# Texto apresentado
▬▬▬
Furar o bloqueio dos editores alemães
Quando o livro finalmente saiu, depois de tantas tentativas de furar a
barreira dos editores alemães, foi um sucesso inesperado. E causou uma polêmica
ainda mais inesperada, uma verdadeira onda flusseriana, com críticos
implacáveis (coisa que ele sempre apreciava) e com defensores irredutíveis. Für eine
Philosophie der Fotografie (Por
uma filosofia da fotografia) saiu em 1983 pela European Photography (uma
pequena editora, sim, mas com uma vocação bem direcionada, um público escolhido
a dedo e publicações com esmero artístico). O autor, quem seria esse Flusser?,
passa a circular performaticamente em eventos de potencial explosivo,
contradizendo o discurso hegemônico de demonização da técnica e seus produtos,
cada vez mais presentes no dia-a-dia das pessoas. Era um sobrevivente tardio da
catástrofe do programa de Auschwitz (quem não se lembrava?) que, depois de 30
anos convivendo com tupiniquins e tupinambás na selvagem São Paulo, também
sobrevivera a uma ditadura militar? E estava agora a fazer uma filosofia sem
citações nem notas de rodapé, nem ao menos bibliografia, uma autêntica
filosofia tupinambá, não escolar? Mas em suas aparições públicas contestava
ícones globais e locais com atrevidas e embaraçosas questões a contrapelo. Bem,
o “livrinho” (apenas 77 páginas, 84 páginas na versão brasileira da Hucitec, de
1985) fez e faz carreira pelo mundo. Está traduzido em mais de vinte línguas
estrangeiras e só a versão alemã já tinha 11 reedições em 2011. E em sua
esteira foram publicados outros livros do autor, que se revelava versátil e
muito produtivo, mas sobretudo ousado. E as editoras alemãs que lhe haviam
batido as portas na cara por vinte anos (a vasta correspondência dá provas das
inúmeras e hoje inacreditáveis recusas, nem sempre educadas), agora o
cortejavam.
Em 1985 sai a versão
brasileira, traduzida pelo próprio autor, com o título menos transparente
de Filosofia da caixa preta. É o mesmo livro, mas reescrito. O
português se tornara também sua língua. E sua copiosa obra de fundo – seus
inúmeros cursos sobre filosofia, arte e cultura grega, cristã, judaica, todos
zelosamente datilografados ao longo da vida com cópia carbono – foi escrita
toda apenas em português (e continua inédita no arquivo que agora retorna a São
Paulo, depois de sua partida para o último desterro, em 1973).
▬▬▬
# Exercício escrito
Transcreva o trecho do texto sobre Flusser que vai de "Em 1985 sai" até "desterro, em 1973).", substituindo "zelosamente" por "cuidadosamente".

# Bloco de dados
▬▬▬
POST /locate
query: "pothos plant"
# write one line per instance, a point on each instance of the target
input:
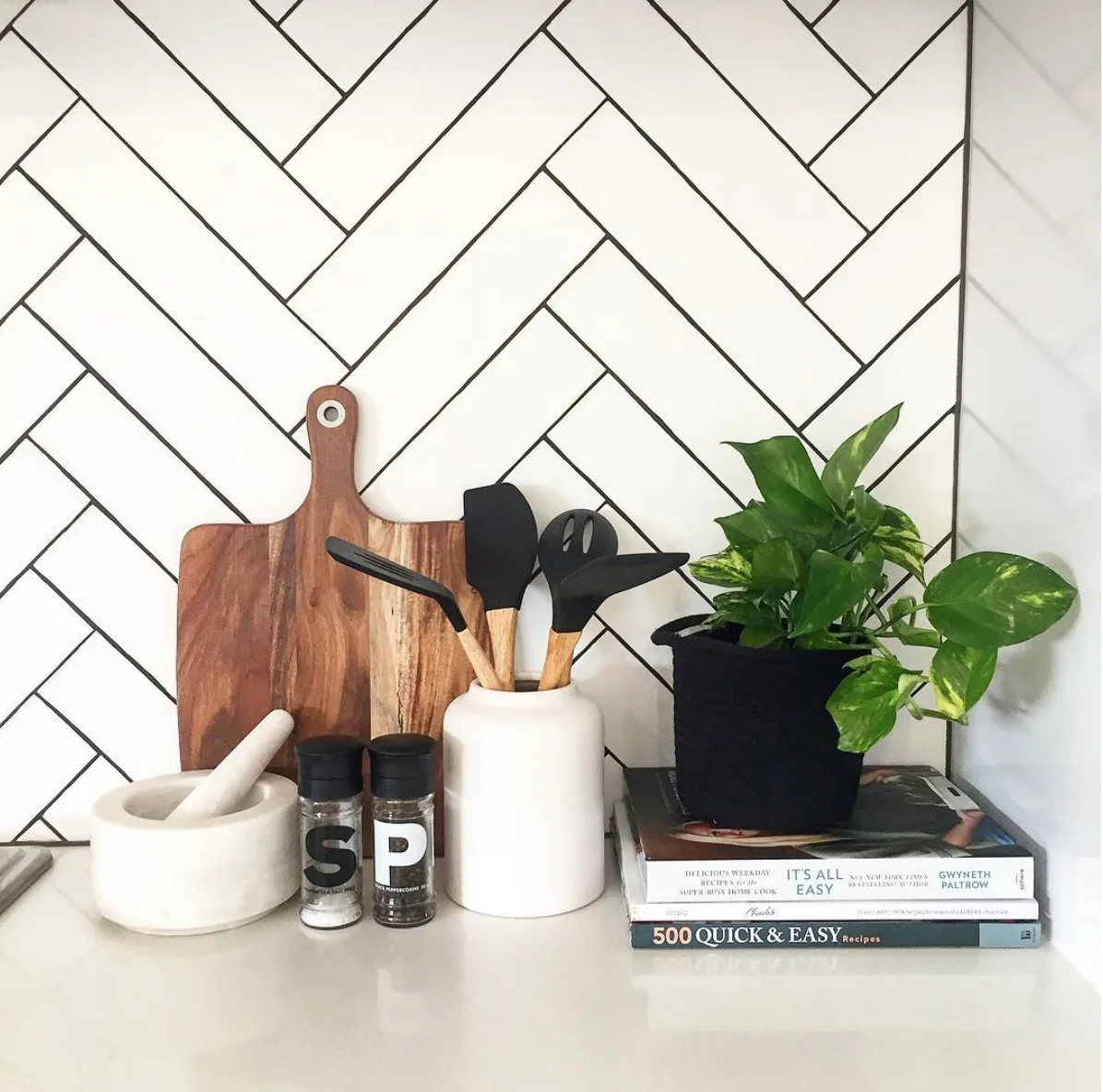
▬▬▬
# Resolução proposta
Em 1985 sai a versão
brasileira, traduzida pelo próprio autor, com o título menos transparente
de Filosofia da caixa preta. É o mesmo livro, mas reescrito. O
português se tornara também sua língua. E sua copiosa obra de fundo – seus
inúmeros cursos sobre filosofia, arte e cultura grega, cristã, judaica, todos
cuidadosamente datilografados ao longo da vida com cópia carbono – foi escrita
toda apenas em português (e continua inédita no arquivo que agora retorna a São
Paulo, depois de sua partida para o último desterro, em 1973).